### Goal
Reproduce these lines word for word, without the pictures.

(Labeled-object pointing entries)
————————

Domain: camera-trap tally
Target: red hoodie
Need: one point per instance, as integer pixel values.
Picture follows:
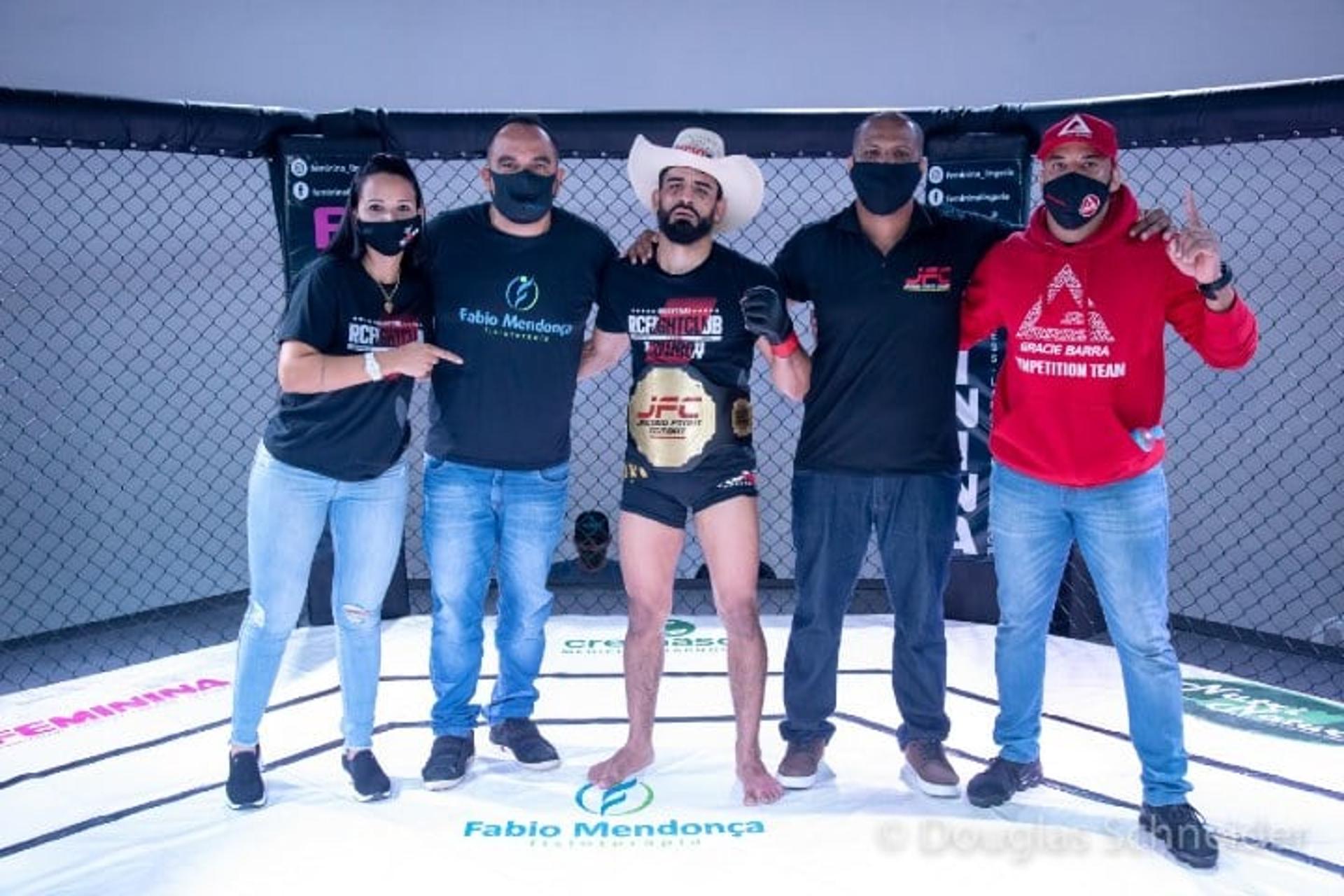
(1085, 367)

————————

### Solution for this exercise
Domain: camera-trap tally
Target: red hoodie
Need: one point per instance, as integer pixel values.
Picture follows:
(1085, 367)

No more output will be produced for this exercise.